- [What this task involves]: Quote the post below about the deaths of Christina Taylor Green and Chrissie Bates word for word, starting at "The death of Christina Taylor" and ending after "of Chrissie Bates.".

- [Text passage]:
※ ※ ※

I didn't watch the memorial service or the President's speech, either live or on YouTube. But I got the Twitter version. Lots of good quotes.
The death of Christina Taylor Green is a tragedy. For many reasons, and I'm sure several others have written about it much better than I can, so I'll let them do it (I'm sure you've read about it plenty already, anyway).
It would still be a tragedy even if she were not a cute white girl. A cute white cis girl.
Last night, as most of Twitter mourned the death of Christina, a few voices spoke up to mourn another tragedy: the murder of Chrissie Bates.
She was stabbed to death in her apartment. According to a neighbor, "Chrissie had mentioned that she had recently been sexually assaulted, and that her apartment window was broken. When she complained, management told her she would have to pay for the window herself."
Chrissie was a trans woman. Which the article feels need to be mentioned right up front, along with the name under which she was born. Because we have to point all that out. As @metalmujer said, "They killed her twice in the press."
Why can't she just be a woman? Why can't she just be "Chrissie"? Who cares what her name used to be? That's not what it is now. And there's a reason for that. Respect that.

※ ※ ※

- [Supplied records]:
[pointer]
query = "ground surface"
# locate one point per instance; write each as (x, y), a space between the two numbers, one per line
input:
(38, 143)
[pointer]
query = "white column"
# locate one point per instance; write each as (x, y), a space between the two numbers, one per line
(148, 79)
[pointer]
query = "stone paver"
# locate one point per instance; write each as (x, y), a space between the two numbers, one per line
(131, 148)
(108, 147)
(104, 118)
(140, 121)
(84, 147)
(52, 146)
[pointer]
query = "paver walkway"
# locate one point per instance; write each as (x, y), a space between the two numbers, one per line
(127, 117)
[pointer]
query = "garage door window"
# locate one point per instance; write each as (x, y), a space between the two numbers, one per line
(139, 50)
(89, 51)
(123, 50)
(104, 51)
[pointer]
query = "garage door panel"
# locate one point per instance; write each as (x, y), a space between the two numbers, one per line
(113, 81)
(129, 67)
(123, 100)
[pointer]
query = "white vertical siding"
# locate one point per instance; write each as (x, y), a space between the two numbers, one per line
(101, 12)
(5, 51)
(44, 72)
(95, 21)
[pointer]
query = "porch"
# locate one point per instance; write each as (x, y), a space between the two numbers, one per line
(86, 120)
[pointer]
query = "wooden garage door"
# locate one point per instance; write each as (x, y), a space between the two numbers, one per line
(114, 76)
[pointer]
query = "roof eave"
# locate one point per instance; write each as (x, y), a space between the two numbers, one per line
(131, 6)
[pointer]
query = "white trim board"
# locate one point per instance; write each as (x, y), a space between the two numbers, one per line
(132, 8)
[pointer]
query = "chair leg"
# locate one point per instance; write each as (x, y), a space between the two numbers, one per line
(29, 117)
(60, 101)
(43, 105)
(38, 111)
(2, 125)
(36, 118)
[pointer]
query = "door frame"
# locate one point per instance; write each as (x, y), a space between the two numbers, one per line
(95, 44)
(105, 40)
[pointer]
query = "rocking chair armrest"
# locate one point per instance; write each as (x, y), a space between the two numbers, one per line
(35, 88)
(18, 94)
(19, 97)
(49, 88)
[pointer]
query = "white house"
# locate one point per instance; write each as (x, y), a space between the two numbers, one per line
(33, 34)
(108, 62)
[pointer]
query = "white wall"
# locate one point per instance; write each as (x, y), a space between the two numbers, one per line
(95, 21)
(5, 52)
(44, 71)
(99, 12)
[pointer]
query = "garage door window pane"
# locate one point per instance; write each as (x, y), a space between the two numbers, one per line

※ ※ ※

- [Solution for this problem]:
The death of Christina Taylor Green is a tragedy. For many reasons, and I'm sure several others have written about it much better than I can, so I'll let them do it (I'm sure you've read about it plenty already, anyway).
It would still be a tragedy even if she were not a cute white girl. A cute white cis girl.
Last night, as most of Twitter mourned the death of Christina, a few voices spoke up to mourn another tragedy: the murder of Chrissie Bates.